SET TASK:
Reproduce the part of the listing from the line with "# segment the asphalt road" up to and including the line with "526], [80, 526]]]", changing "asphalt road" to "paved road" and leaving everything else unchanged.

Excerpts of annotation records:
───

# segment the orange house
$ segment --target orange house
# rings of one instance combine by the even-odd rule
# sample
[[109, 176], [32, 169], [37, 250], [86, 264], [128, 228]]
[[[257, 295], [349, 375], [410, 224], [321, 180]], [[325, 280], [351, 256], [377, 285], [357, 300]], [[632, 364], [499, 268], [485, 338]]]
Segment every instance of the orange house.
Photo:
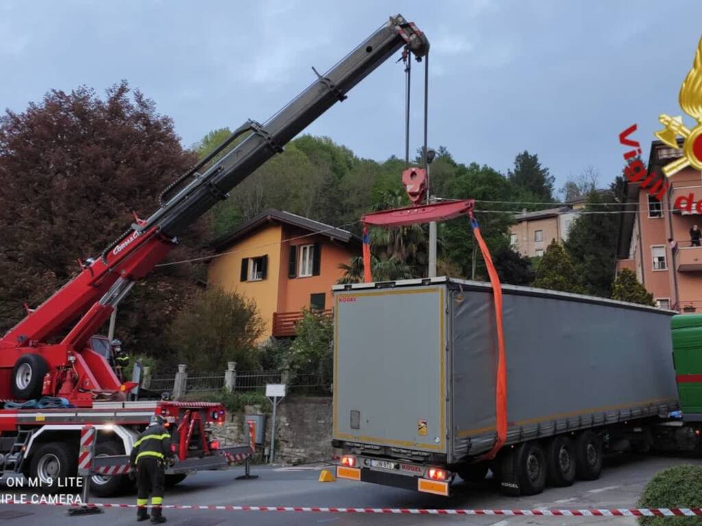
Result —
[[302, 310], [331, 312], [341, 263], [361, 253], [346, 230], [289, 212], [267, 210], [216, 240], [208, 286], [253, 298], [266, 323], [264, 337], [295, 335]]

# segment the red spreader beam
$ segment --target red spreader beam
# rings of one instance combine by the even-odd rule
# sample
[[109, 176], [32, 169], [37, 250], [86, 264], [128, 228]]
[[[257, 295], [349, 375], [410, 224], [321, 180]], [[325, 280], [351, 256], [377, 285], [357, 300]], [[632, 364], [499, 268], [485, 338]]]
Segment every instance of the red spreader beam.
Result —
[[394, 208], [366, 214], [362, 220], [365, 224], [376, 227], [405, 227], [418, 223], [448, 221], [449, 220], [466, 215], [473, 211], [475, 201], [473, 199], [463, 201], [446, 201], [421, 206], [408, 206], [405, 208]]

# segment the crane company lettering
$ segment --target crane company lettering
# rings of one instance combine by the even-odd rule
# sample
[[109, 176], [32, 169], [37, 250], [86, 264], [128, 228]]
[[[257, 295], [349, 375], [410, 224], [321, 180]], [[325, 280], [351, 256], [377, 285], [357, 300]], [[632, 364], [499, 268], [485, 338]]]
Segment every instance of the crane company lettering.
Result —
[[116, 247], [114, 247], [114, 248], [112, 249], [112, 254], [114, 254], [114, 255], [117, 255], [117, 254], [119, 254], [125, 248], [126, 248], [128, 246], [129, 246], [135, 239], [139, 237], [140, 235], [140, 234], [139, 234], [139, 231], [138, 230], [135, 230], [131, 236], [128, 237], [126, 239], [125, 239], [124, 241], [122, 241], [121, 243], [119, 243]]

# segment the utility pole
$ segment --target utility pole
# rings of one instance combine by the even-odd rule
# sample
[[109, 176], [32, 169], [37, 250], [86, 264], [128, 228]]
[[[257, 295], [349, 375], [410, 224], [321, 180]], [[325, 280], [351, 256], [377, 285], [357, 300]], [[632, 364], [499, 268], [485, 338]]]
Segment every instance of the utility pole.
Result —
[[[427, 203], [432, 203], [432, 185], [430, 167], [436, 156], [436, 151], [432, 149], [427, 150]], [[437, 224], [435, 221], [429, 223], [429, 271], [430, 278], [437, 275]]]

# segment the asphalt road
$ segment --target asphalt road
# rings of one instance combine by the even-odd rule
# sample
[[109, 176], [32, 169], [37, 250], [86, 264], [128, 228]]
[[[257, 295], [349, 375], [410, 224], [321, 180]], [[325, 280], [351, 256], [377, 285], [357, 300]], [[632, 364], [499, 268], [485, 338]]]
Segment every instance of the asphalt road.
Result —
[[[522, 498], [500, 495], [489, 479], [480, 485], [468, 485], [457, 479], [455, 494], [444, 499], [350, 481], [320, 483], [317, 478], [322, 466], [319, 466], [255, 468], [253, 473], [258, 474], [260, 478], [253, 480], [236, 480], [241, 470], [235, 468], [200, 473], [190, 477], [167, 492], [165, 504], [376, 508], [628, 508], [635, 507], [644, 486], [656, 471], [685, 463], [702, 464], [702, 460], [650, 455], [621, 456], [608, 459], [607, 468], [598, 480], [578, 482], [571, 487], [548, 488], [540, 495]], [[3, 492], [12, 491], [7, 487], [2, 489]], [[135, 499], [133, 495], [124, 495], [101, 501], [133, 504]], [[635, 524], [633, 518], [603, 517], [451, 517], [192, 510], [166, 510], [165, 515], [169, 524], [178, 526], [217, 526], [234, 522], [258, 526]], [[98, 523], [101, 526], [117, 526], [133, 524], [135, 518], [133, 509], [107, 509], [100, 515], [69, 518], [65, 508], [0, 505], [0, 526], [80, 526]]]

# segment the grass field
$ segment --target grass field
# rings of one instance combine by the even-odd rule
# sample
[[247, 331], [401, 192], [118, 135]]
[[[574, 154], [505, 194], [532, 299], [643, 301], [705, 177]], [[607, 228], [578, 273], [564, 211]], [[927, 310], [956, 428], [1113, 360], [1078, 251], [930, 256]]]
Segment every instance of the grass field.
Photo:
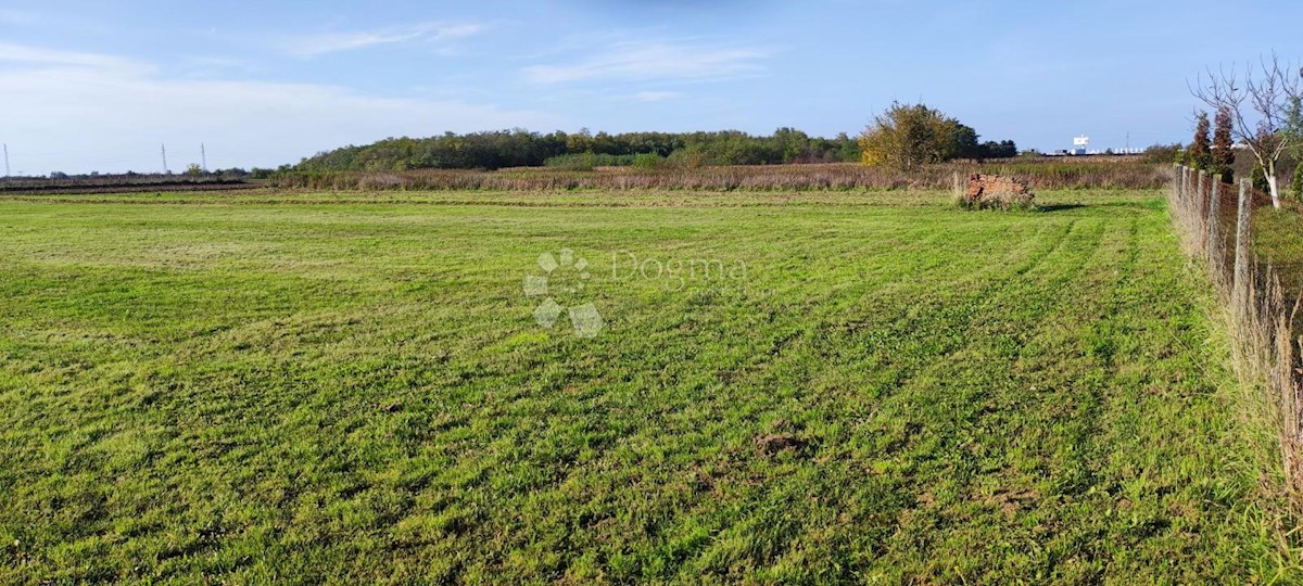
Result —
[[1160, 193], [383, 197], [0, 199], [0, 582], [1291, 570]]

───

CORRECT ANSWER:
# segment the paved road
$ segment --target paved road
# rings of one instance combine by the even-odd rule
# sample
[[109, 176], [32, 169], [37, 250], [86, 264], [128, 228]]
[[[257, 295], [349, 375], [410, 224], [321, 180]], [[325, 280], [351, 256], [377, 285], [357, 300]], [[632, 364], [499, 268], [485, 338]]]
Segment every instance of the paved road.
Result —
[[[522, 498], [500, 495], [489, 479], [480, 485], [468, 485], [457, 479], [455, 494], [444, 499], [350, 481], [320, 483], [317, 478], [322, 466], [319, 466], [255, 468], [253, 473], [258, 474], [260, 478], [253, 480], [236, 480], [241, 470], [235, 468], [200, 473], [190, 477], [167, 492], [165, 504], [376, 508], [628, 508], [635, 507], [644, 486], [656, 471], [685, 463], [702, 464], [702, 460], [650, 455], [621, 456], [608, 459], [607, 468], [598, 480], [578, 482], [571, 487], [548, 488], [540, 495]], [[3, 492], [12, 491], [7, 487], [2, 489]], [[135, 499], [133, 495], [124, 495], [101, 501], [133, 504]], [[635, 524], [633, 518], [603, 517], [451, 517], [192, 510], [166, 510], [165, 515], [169, 524], [178, 526], [217, 526], [234, 522], [258, 526]], [[98, 523], [101, 526], [117, 526], [133, 524], [135, 518], [133, 509], [107, 509], [100, 515], [69, 518], [65, 508], [0, 505], [0, 526], [80, 526]]]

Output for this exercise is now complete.